--- Pasaje extraído ---

Ulises Velázquez Gil

Toda ocasión siempre es una primera vez. Para conocer al amor de su vida, para hallar el trabajo soñado, para resarcir viejos errores, para asumir nuevos retos, en fin… todo responde a esa circunstancia; pero así como existen las primeras veces, también hay vueltas al puerto de salida, las reincidencias, pues. Un reto, tan novedoso como reincidente, es la lectura, abierta a nuestras intenciones y pletórica en invenciones que hacen más amena la vida que se va a cada instante. Y en ésta, no basta solamente con leer, sino saberlo hacer con todas las letras. Y quien conoce muy bien esos arcanos se hace llamar Felipe Garrido.
Narrador consumado y navegante de las aguas del cálculo editorial –y hoy flamante recipiendario ex aequo del Premio Xavier Villaurrutia 2011– ha dedicado la mitad de su vida en la formación de lectores, ante un panorama desconcertante y poco alentador, que restringe el acto de leer a la obligatoriedad de los programas académicos o relacionados con el aula escolar. Resultado de su encomiable y hasta heroica labor, llega a nuestras manos El lector se hace, no nace, donde nos cuenta sus experiencias en un campo siempre primigenio, susceptible al eco del tiempo presente; así también nos comparte sus preceptivas y buenos consejos en aras de crear nuevos lectores y de renovarle fuerzas a los ya encaminados. Y aunque es enfático en como deben conducirse tanto uno como el otro, Garrido no olvida aquel problema que a su epígono José Vasconcelos causaba no pocas preocupaciones: el analfabetismo, todavía persistente 90 años después de la creación de la Secretaría de Educación Pública. Sin embargo, el tipo de analfabetismo que genera más escozor en Garrido se deriva del uso de las nuevas tecnologías, ágrafas y autistas como teléfono celular de última generación, o como un perfil de Facebook o de Twitter. (Apreciaciones aparte…)

---

### Objetivo
Indica, por favor, el título del libro de Felipe Garrido que menciona el pasaje. Los registros no tienen relación con el pasaje.

--- Extractos de registros ---

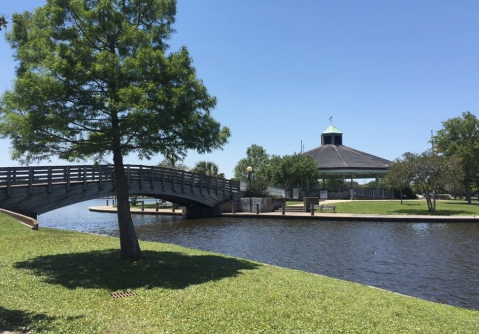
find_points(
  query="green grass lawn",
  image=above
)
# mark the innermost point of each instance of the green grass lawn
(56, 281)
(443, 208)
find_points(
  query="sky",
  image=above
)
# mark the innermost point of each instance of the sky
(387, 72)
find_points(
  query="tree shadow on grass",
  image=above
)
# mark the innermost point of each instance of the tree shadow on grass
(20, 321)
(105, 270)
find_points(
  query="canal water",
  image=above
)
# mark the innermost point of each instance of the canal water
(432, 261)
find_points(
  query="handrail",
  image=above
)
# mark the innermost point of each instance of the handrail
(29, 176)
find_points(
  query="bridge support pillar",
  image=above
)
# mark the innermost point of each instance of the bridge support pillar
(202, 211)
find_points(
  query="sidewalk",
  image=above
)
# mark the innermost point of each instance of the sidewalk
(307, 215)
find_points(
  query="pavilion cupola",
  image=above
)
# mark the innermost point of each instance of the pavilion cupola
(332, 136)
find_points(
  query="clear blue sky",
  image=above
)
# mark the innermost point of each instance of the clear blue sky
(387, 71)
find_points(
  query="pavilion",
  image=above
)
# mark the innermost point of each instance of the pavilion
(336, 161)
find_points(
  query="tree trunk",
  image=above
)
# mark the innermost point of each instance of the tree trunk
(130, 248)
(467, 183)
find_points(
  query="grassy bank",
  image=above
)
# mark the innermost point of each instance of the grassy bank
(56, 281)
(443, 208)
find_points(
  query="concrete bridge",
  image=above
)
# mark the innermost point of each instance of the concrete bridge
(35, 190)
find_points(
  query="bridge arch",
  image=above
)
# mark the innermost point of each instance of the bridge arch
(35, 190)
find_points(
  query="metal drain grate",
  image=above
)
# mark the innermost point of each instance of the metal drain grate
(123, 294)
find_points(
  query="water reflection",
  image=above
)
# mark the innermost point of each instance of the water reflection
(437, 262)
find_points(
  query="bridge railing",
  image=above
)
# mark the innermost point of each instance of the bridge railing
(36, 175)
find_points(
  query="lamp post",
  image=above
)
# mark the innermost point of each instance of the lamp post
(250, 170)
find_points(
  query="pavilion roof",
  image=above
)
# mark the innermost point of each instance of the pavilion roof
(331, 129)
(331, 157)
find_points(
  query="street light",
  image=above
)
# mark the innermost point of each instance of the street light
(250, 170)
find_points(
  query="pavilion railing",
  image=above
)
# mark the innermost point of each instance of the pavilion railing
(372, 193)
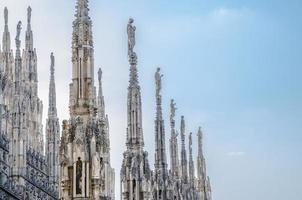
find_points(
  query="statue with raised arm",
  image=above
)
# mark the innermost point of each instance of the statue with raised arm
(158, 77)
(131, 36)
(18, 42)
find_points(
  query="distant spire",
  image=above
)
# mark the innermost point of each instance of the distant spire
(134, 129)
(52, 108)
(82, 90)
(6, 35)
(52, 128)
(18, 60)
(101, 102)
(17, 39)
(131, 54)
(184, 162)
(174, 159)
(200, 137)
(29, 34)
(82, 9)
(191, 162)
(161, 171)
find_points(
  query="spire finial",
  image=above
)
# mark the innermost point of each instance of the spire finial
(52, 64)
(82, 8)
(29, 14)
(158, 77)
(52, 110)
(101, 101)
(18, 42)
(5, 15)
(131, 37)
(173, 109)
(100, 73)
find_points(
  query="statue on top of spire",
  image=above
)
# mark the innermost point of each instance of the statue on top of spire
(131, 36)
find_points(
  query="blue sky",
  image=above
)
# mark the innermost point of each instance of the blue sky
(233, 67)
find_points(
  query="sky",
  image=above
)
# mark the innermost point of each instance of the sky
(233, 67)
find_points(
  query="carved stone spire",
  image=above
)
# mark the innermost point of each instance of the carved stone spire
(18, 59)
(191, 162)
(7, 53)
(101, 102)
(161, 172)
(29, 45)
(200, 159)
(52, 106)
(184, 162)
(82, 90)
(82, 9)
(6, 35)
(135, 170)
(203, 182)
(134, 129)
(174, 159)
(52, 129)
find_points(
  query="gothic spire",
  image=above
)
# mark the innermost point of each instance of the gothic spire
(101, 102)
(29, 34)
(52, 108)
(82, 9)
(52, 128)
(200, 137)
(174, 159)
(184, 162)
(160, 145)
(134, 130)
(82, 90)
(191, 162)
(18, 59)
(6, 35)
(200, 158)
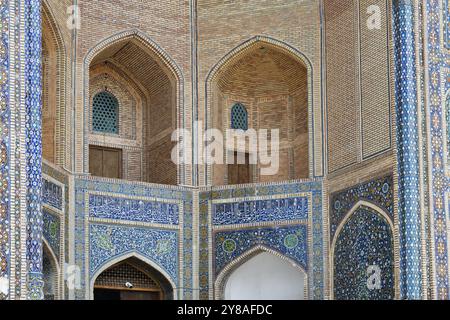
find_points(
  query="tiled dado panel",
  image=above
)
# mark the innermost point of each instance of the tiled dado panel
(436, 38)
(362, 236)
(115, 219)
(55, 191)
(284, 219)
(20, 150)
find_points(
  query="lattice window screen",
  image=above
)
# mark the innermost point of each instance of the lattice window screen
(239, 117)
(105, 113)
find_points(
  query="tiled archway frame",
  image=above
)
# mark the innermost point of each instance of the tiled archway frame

---
--- Extractos de registros ---

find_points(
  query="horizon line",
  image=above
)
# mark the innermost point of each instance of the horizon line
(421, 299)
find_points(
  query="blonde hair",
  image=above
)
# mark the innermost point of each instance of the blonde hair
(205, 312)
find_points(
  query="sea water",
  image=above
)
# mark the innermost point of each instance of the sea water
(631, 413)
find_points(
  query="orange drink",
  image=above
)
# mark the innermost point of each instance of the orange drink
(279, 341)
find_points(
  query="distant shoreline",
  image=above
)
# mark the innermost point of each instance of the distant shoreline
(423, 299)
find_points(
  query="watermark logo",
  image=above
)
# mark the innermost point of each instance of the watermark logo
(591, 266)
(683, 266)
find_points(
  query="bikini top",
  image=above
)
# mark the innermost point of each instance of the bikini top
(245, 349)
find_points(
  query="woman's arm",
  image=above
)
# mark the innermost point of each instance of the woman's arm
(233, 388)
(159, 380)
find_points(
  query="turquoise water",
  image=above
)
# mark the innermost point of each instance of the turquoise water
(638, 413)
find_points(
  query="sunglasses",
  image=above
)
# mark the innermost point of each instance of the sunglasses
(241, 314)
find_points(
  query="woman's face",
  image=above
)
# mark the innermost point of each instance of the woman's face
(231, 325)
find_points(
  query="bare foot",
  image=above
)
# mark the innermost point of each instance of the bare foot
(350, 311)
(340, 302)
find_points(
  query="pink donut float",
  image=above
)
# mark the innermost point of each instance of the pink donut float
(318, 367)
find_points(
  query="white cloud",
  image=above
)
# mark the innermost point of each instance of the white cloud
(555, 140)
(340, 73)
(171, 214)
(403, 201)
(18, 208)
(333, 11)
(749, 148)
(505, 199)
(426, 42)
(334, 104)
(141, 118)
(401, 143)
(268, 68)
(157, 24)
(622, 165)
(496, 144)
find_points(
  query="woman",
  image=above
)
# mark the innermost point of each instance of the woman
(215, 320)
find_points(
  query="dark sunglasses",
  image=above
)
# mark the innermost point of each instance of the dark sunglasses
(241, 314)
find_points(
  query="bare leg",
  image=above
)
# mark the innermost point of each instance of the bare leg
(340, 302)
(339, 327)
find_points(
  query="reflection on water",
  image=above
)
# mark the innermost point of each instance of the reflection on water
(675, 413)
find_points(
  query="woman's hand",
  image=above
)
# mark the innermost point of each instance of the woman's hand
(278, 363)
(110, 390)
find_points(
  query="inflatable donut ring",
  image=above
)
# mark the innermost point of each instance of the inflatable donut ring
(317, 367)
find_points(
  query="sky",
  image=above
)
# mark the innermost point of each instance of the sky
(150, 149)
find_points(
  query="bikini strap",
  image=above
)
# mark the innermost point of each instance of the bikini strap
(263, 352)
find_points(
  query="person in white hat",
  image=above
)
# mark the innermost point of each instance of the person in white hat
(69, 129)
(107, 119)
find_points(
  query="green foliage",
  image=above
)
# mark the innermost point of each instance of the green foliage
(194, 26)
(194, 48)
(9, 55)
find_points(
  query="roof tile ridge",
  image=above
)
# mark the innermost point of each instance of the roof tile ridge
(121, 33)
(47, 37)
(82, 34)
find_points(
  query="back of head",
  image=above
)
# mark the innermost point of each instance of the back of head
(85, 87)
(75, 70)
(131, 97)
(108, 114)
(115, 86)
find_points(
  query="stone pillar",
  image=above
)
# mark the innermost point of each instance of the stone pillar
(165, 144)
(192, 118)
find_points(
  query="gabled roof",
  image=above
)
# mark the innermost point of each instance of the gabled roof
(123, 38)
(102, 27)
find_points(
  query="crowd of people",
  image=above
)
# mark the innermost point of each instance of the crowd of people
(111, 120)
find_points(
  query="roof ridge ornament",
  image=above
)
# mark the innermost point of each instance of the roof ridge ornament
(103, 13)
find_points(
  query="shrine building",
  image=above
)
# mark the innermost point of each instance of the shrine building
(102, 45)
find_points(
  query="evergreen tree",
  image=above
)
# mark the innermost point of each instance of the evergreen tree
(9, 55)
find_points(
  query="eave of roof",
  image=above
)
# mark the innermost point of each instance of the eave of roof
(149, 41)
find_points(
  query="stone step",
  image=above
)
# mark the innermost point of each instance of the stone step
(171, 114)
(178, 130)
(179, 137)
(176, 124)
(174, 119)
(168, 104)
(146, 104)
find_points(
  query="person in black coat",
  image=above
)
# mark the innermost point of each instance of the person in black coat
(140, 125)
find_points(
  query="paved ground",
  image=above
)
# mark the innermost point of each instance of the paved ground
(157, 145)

---

### Solución del ejercicio
El lector se hace, no nace.